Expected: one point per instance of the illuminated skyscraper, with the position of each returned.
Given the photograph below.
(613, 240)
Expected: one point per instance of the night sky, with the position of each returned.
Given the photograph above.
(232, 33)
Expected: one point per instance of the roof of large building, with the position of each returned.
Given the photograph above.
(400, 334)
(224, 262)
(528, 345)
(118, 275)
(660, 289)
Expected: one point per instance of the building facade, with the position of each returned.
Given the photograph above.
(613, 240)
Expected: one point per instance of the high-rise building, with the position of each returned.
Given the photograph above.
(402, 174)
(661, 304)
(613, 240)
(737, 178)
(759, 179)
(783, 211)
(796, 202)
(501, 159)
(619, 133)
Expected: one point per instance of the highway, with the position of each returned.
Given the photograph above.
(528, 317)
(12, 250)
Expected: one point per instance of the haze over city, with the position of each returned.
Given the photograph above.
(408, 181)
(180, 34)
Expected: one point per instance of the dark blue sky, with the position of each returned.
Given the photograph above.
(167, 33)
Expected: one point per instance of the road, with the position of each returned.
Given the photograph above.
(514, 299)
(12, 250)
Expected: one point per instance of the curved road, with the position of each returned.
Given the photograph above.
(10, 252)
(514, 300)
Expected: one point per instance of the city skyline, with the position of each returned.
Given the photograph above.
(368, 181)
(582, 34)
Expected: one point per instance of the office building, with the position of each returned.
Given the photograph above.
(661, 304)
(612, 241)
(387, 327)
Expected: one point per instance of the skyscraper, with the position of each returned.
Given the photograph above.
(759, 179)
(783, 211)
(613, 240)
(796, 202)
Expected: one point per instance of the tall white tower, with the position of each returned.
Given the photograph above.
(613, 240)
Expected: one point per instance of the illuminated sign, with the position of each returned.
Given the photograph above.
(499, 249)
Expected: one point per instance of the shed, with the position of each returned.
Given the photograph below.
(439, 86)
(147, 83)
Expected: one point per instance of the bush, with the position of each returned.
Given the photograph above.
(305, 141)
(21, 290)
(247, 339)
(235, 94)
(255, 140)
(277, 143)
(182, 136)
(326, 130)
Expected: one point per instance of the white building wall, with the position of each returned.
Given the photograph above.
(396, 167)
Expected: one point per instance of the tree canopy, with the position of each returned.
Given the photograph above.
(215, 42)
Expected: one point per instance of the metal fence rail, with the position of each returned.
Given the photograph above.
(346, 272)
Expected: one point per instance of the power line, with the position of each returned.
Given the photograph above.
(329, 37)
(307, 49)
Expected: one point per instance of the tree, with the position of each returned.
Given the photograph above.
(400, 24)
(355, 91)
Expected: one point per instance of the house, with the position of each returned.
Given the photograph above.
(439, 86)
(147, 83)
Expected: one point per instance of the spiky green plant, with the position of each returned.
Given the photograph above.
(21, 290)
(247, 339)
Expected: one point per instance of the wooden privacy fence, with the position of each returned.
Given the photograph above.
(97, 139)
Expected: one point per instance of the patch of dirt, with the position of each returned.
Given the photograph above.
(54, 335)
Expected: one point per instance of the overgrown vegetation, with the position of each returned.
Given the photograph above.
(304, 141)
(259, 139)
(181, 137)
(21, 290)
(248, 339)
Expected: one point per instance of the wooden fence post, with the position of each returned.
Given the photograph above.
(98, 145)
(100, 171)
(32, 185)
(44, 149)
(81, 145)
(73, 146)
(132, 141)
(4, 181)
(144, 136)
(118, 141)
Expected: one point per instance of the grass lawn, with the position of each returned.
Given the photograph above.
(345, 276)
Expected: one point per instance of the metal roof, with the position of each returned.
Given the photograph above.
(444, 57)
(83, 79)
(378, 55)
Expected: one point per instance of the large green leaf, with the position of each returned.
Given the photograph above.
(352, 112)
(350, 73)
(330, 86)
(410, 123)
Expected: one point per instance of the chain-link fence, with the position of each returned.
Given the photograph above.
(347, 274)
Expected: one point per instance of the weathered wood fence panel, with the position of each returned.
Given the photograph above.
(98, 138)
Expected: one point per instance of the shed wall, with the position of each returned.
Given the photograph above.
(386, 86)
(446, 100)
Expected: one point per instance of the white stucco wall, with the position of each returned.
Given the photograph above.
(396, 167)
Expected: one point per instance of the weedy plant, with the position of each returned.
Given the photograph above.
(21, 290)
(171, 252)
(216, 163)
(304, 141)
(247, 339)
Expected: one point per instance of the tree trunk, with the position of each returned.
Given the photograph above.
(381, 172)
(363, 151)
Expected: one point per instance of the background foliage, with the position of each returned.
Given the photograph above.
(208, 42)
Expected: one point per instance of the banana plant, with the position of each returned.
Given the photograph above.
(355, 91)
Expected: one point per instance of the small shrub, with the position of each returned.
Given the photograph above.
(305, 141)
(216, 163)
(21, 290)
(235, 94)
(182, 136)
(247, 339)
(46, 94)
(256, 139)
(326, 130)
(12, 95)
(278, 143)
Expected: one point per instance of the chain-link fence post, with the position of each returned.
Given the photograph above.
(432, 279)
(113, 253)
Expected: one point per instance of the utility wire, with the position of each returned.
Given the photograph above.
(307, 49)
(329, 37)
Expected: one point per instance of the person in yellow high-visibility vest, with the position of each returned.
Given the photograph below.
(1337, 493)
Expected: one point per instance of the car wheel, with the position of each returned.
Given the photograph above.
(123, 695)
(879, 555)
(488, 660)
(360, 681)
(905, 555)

• Instructions to follow:
Once more, write out the entries exactly as they were written.

• Exercise output:
Expected: one point per instance of the illuminated skyscraper, with the position of each returned.
Given the photograph below.
(613, 240)
Expected: one point per instance of the night sky, with the position of each returned.
Given the photograph above.
(232, 33)
Expected: one point per instance of the roof of large building, with the position of each returned.
Given the photograph above.
(400, 334)
(224, 262)
(528, 345)
(118, 275)
(660, 289)
Expected: one point per instance of the building facade, with the position of each returned.
Given the photograph above.
(613, 240)
Expected: one point per instance of the high-rise building, with the position of each returned.
Given the photograph above.
(402, 174)
(661, 304)
(613, 240)
(737, 178)
(759, 179)
(783, 211)
(796, 202)
(501, 159)
(619, 133)
Expected: one point per instance of the highway, with the position of each returned.
Given the photograph above.
(528, 317)
(12, 250)
Expected: one point per instance of the haze over city, with the position of each returned.
Given the photograph above.
(408, 181)
(180, 34)
Expected: one point per instance of the dark blue sky, with the position of each returned.
Given the photograph above.
(167, 33)
Expected: one point per instance of the road, with the position of each returned.
Given the photograph above.
(514, 299)
(12, 250)
Expected: one point per instance of the curved road, with the position of each returned.
Given the photograph above.
(10, 252)
(514, 300)
Expected: one point per instance of the city skyline, with the position of each returned.
Given the photograph above.
(368, 181)
(582, 34)
Expected: one point per instance of the office building, with the position of each returned.
Given the photograph above.
(661, 304)
(612, 241)
(387, 327)
Expected: one point per instance of the skyscraper, with the position of each returned.
Given the photograph above.
(759, 179)
(783, 211)
(613, 240)
(796, 202)
Expected: one point per instance of the tall white tower, with the position of each returned.
Given the photograph above.
(613, 240)
Expected: one point per instance of the illuminated sign, with the position of each returned.
Given the photograph above.
(499, 249)
Expected: one point per instance of the shed, with the position of each returned.
Given the photograph below.
(439, 86)
(147, 83)
Expected: one point per instance of the bush, with the position of each returned.
Given the photograph above.
(305, 141)
(21, 290)
(247, 339)
(235, 94)
(255, 140)
(277, 143)
(182, 136)
(326, 130)
Expected: one point per instance of the white building wall, with the position of each returned.
Given the photograph above.
(396, 167)
Expected: one point per instance of the tree canopy, with the position of each returned.
Given the photograph above.
(215, 42)
Expected: one point per instance of the metal fence rail, with the position of each returned.
Given the photograph above.
(346, 272)
Expected: one point per instance of the power line, with the position of each returned.
Given the photograph above.
(329, 37)
(307, 49)
Expected: one point per instance of the tree, with the position of each returned.
Given the photograph above.
(400, 24)
(355, 91)
Expected: one point per instance of the house, with the position of each returned.
Given the photograph above.
(439, 86)
(147, 83)
Expected: one point per instance of the spiky green plant, with the position of each returned.
Given the photograph above.
(21, 290)
(247, 339)
Expected: one point per instance of the wooden privacy fence, with the position of each returned.
Given the photograph above.
(97, 139)
Expected: one point per instance of the patch of dirt, with the position of each returned.
Given the photograph above.
(54, 335)
Expected: one point per instance of the overgrown vegetation, with the position of each returned.
Given the photograph above.
(304, 141)
(259, 139)
(181, 137)
(21, 290)
(248, 339)
Expected: one point per instance of the wooden fence post, with the position of each returned.
Given the photograph above.
(98, 145)
(100, 171)
(32, 185)
(44, 149)
(81, 145)
(73, 146)
(132, 141)
(4, 181)
(144, 136)
(118, 141)
Expected: one point per instance of the grass lawn, with the position of each returned.
Given the photograph above.
(345, 276)
Expected: one point per instance of the metal roof, with the position of each returned.
Given the photograph above.
(444, 57)
(83, 79)
(378, 55)
Expected: one point per instance of the large green leaf, with the position of each returned.
Given the photograph above.
(352, 112)
(350, 73)
(330, 86)
(410, 123)
Expected: one point per instance of the chain-link fence, with the position of each returned.
Given the photograph above.
(347, 274)
Expected: one point per instance of the weathered wood fence panel, with the position of each returned.
Given the photograph above.
(98, 138)
Expected: one point per instance of the shed wall, with the position of each returned.
Given the photograph above.
(386, 86)
(446, 100)
Expected: one point per instance of the white stucco wall, with the position of each returned.
Given the photograph above.
(396, 167)
Expected: one point per instance of the weedy plant, with the position of each returned.
Given the photograph above.
(21, 290)
(171, 252)
(216, 163)
(304, 141)
(247, 339)
Expected: one point per instance of the tree trunk, with the position of each returned.
Given the photograph above.
(381, 172)
(363, 151)
Expected: one point per instance of the background foliage, with the position of each returned.
Given the photograph above.
(208, 42)
Expected: one point per instance of the banana plant, with the position of each returned.
Given the photograph above.
(355, 91)
Expected: one point per instance of the small shrub, with the position of each returned.
Given the photograph above.
(305, 141)
(216, 163)
(21, 290)
(235, 94)
(182, 136)
(247, 339)
(46, 94)
(256, 139)
(326, 130)
(12, 95)
(278, 143)
Expected: one point per instance of the chain-link fence post, with the position of each returned.
Given the photograph above.
(432, 279)
(113, 253)
Expected: one point per instance of the utility wire, with the position of each returned.
Given the photograph above.
(307, 49)
(329, 37)
Expected: one point per instance of the person in yellow high-visibility vest, with the position of each returned.
Given the photograph below.
(1337, 493)
Expected: one point per instance of the car wheel, with the position of each returned.
Given the photograph above.
(123, 695)
(879, 555)
(488, 660)
(360, 681)
(905, 555)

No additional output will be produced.